▸ **TEXT TO READ**:
Performance Management

Performance Management Share

Whilst a recent PQ article warned young professionals to ‘lay off the booze’ it would seem that when it comes to performance management ‘bottlenecks’ are not something you are so familiar with!

After the December exam your F5 examiner stated that candidates did not really understand what a bottleneck activity is and warned future candidates to read through the suggested answer carefully so let’s see if we can make it clear in this article.

The term bottleneck literally refers to the shape of a bottle and as the bottle’s neck is the narrowest point it slows the progress of liquid from the bottle because it arrives faster than it can be poured. The idea of a bottleneck is central to the concept of throughput accounting and simply put is a constraint that limits all of the other activities of a business. At bottleneck activities, batches of products arrive faster than they can be completed therefore these activities are binding capacity constraints which limit output.

For example, if a product has to pass through all three processes A, B and C, before it is completed which of these three processes is a bottleneck activity?

▸ **INSTRUCTION 1**: Return the part of the bottleneck article between "For example, if" and "a bottleneck activity?", inclusive, word for word.
▸ **INSTRUCTION 2**: Extend the bottleneck article, picking up after its final sentence.
The rows aren't needed for any of this.

▸ **MATERIAL SHOWN**:
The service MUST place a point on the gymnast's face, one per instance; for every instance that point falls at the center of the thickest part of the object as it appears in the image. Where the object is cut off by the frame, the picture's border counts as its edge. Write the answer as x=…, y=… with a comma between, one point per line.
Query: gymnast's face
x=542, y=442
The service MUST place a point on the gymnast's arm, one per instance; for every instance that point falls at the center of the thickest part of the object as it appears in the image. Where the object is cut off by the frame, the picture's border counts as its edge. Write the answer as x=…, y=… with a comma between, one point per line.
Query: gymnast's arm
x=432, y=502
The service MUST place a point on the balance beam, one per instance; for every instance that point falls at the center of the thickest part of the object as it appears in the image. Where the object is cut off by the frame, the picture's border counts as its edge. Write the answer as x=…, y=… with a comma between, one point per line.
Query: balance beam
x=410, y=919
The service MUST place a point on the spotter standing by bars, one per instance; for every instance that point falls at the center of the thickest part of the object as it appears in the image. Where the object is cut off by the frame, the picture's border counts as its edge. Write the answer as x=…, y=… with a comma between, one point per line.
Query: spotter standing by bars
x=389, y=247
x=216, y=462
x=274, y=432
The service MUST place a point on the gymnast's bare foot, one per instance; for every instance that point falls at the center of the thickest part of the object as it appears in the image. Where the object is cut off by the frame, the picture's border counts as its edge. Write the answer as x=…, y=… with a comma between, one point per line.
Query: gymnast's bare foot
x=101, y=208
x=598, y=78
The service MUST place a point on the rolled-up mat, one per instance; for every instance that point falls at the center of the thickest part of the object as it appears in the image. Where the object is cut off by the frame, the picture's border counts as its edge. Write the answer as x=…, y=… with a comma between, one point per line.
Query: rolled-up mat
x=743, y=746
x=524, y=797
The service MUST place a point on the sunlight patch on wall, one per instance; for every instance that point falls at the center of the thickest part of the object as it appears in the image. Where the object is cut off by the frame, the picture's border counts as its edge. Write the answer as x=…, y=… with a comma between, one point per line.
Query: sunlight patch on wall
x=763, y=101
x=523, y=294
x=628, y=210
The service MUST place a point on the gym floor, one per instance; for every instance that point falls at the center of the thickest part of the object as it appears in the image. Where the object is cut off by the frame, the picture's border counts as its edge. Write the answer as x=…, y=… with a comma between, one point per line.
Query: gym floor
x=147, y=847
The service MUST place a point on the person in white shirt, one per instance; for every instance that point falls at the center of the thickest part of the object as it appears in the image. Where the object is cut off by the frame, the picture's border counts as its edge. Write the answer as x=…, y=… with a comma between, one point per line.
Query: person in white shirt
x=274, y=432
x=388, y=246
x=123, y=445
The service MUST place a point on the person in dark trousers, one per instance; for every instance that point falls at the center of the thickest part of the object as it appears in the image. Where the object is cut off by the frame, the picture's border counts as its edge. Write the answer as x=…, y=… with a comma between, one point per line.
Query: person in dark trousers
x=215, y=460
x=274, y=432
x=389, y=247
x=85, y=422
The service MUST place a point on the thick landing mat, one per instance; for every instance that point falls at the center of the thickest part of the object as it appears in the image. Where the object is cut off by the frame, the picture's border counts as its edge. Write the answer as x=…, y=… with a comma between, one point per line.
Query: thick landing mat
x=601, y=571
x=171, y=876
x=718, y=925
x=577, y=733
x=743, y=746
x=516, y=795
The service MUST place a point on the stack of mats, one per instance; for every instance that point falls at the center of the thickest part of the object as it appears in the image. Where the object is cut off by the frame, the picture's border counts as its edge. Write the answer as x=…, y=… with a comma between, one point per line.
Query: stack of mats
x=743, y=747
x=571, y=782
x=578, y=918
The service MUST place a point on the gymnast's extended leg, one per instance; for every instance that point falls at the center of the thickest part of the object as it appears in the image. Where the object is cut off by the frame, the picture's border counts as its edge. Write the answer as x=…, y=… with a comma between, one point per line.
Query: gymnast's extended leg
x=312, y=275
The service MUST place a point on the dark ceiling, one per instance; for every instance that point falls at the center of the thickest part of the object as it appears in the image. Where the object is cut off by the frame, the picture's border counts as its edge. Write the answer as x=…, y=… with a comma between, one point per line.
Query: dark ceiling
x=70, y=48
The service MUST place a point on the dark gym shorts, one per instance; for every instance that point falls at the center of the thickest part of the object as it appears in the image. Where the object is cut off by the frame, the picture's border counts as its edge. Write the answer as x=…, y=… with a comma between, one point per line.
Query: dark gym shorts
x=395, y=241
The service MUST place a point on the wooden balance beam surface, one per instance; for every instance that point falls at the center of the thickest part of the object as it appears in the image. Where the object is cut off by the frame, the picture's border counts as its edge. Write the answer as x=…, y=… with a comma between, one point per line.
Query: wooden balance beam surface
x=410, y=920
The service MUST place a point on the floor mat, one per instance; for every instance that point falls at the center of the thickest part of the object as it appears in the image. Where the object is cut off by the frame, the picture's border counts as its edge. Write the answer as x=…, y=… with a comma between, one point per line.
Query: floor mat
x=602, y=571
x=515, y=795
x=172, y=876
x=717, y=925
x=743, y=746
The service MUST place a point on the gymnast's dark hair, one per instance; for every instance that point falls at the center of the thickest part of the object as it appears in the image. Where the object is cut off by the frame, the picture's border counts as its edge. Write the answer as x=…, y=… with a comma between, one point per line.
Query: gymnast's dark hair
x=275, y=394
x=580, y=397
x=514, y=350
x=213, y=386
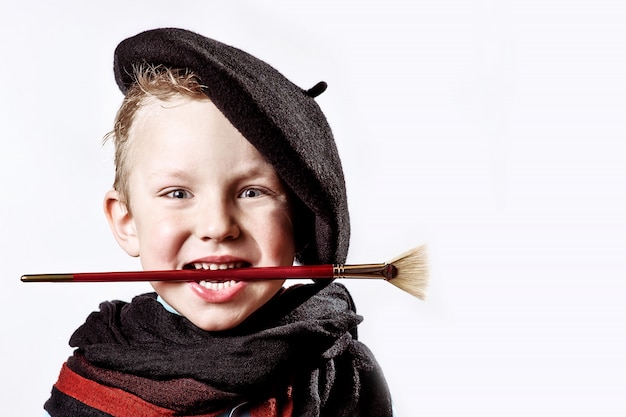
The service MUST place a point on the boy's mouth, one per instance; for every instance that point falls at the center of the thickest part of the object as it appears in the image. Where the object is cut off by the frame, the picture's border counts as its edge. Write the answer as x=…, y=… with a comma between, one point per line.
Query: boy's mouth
x=210, y=266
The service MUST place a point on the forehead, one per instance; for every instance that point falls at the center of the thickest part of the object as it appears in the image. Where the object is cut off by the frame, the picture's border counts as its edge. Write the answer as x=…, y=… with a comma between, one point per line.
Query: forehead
x=187, y=133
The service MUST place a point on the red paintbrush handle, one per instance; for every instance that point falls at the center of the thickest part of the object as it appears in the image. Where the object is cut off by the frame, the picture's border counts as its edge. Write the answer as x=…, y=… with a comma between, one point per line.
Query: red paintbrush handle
x=238, y=274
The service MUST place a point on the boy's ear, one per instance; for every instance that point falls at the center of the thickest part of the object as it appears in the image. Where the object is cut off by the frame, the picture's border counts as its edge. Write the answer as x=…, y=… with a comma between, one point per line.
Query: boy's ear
x=121, y=223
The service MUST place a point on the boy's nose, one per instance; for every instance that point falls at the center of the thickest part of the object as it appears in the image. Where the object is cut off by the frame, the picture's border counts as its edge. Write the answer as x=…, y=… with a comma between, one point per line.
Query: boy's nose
x=217, y=222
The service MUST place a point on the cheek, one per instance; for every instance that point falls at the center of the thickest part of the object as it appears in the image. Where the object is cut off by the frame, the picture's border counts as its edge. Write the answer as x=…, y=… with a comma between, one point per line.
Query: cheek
x=160, y=240
x=276, y=235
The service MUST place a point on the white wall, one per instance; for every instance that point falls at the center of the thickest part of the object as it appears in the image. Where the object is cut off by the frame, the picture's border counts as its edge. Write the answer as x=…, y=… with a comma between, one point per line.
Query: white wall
x=491, y=130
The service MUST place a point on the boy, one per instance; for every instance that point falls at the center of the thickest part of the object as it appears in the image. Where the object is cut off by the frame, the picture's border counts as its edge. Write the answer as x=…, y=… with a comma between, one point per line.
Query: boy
x=221, y=163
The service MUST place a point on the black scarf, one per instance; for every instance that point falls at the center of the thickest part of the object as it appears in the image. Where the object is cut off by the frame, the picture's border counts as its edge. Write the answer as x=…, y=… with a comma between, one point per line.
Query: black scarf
x=304, y=338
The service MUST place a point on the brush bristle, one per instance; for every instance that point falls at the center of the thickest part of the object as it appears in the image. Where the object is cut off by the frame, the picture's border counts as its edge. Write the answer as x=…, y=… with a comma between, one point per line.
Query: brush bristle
x=412, y=271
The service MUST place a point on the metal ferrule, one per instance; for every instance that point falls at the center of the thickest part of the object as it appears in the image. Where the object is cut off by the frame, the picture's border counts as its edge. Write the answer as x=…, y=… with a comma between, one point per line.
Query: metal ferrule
x=375, y=271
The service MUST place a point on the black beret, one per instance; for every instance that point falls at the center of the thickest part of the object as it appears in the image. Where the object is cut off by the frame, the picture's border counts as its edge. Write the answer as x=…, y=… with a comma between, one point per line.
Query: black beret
x=282, y=121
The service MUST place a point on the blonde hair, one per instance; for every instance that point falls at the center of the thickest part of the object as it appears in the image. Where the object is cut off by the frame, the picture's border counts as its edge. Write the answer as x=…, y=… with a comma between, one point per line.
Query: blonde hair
x=150, y=82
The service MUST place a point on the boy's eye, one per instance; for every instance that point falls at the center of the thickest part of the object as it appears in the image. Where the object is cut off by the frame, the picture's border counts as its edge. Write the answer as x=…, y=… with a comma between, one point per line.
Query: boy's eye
x=251, y=193
x=178, y=194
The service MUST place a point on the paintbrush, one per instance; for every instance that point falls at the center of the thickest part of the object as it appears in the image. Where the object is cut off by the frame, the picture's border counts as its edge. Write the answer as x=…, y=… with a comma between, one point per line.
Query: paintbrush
x=409, y=272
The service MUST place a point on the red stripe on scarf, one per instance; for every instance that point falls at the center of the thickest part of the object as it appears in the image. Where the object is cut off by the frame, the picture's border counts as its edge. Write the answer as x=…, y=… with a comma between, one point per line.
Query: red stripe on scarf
x=120, y=403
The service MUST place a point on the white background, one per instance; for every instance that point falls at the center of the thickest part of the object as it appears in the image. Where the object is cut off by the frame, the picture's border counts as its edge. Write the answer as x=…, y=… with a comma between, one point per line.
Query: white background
x=491, y=130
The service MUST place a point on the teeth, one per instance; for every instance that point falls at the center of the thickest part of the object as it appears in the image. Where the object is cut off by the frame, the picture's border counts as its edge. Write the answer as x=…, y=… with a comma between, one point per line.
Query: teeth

▸ **EXERCISE ANSWER 1**:
For example, if a product has to pass through all three processes A, B and C, before it is completed which of these three processes is a bottleneck activity?

▸ **EXERCISE ANSWER 2**:
Time per unit
Process A 2 hours
Process B 5 hours
Process C 0.5 hours


It is tempting to suggest process B is the bottleneck as it takes the longest time but this is the wrong way to make the decision.  The question is which process limits output?

Time available Time per unit Maximum output units
Process A 1,000 hrs 2hours 500
Process B 5,000 hrs 5hours 1,000
Process C 200 hrs 0.5hours 400


Using this information, process C limits output for the business.  This is the bottleneck and the business needs to maximise return on this bottleneck to maximise its profits.

Now have a look at question 2 from the December 2014 F5 exam which is available to download from the ACCA website.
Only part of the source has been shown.